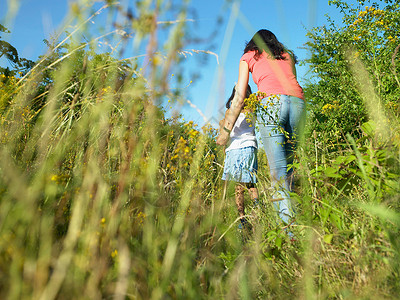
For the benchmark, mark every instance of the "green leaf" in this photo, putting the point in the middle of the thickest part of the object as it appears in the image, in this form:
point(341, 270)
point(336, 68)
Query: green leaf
point(382, 212)
point(328, 238)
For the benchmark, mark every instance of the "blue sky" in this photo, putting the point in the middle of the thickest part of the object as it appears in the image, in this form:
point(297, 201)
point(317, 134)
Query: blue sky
point(35, 20)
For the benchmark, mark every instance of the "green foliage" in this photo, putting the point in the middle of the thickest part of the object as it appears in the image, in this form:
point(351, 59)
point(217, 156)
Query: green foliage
point(102, 196)
point(336, 105)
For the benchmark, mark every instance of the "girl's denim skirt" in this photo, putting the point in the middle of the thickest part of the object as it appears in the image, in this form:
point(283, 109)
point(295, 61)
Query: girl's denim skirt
point(241, 165)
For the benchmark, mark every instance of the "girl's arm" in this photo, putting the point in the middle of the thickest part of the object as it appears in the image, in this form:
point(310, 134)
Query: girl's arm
point(237, 105)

** To do **
Rewrite the listing above with every "benchmark" replaced by "evaluation" and everything else left unchanged. Omit the pictures from your answer.

** The output **
For the evaluation, mark every instance of the "green leaf" in this photo, putting the point in the middle of the thickest part of the object as it appears in the image, in this form:
point(341, 270)
point(336, 68)
Query: green leaf
point(382, 212)
point(328, 238)
For the evaluation, mark every instance of the "blue sky" in this photo, putting the point in the middle of the thickest part of the object as it appears in the image, in this form:
point(297, 201)
point(317, 134)
Query: blue sky
point(35, 20)
For the evaluation, mark every instance of the "green foliage" in this photo, putting the point in the middle of the thickest part of the object as it appears in the image, in this form:
point(351, 59)
point(217, 156)
Query: green foliage
point(102, 196)
point(336, 105)
For the evaluation, mark every instance of the "girl's denim skirt" in this photo, putting the point in the middle of the thickest part of the object as it appears in the image, in this form:
point(283, 109)
point(295, 61)
Query: girl's denim skirt
point(241, 165)
For the evaluation, mark every instance of the "girl's arm" in this photo, putting the point in the middle of the thickest part of the object as it appears in the image, in this form:
point(310, 134)
Query: girl's arm
point(237, 105)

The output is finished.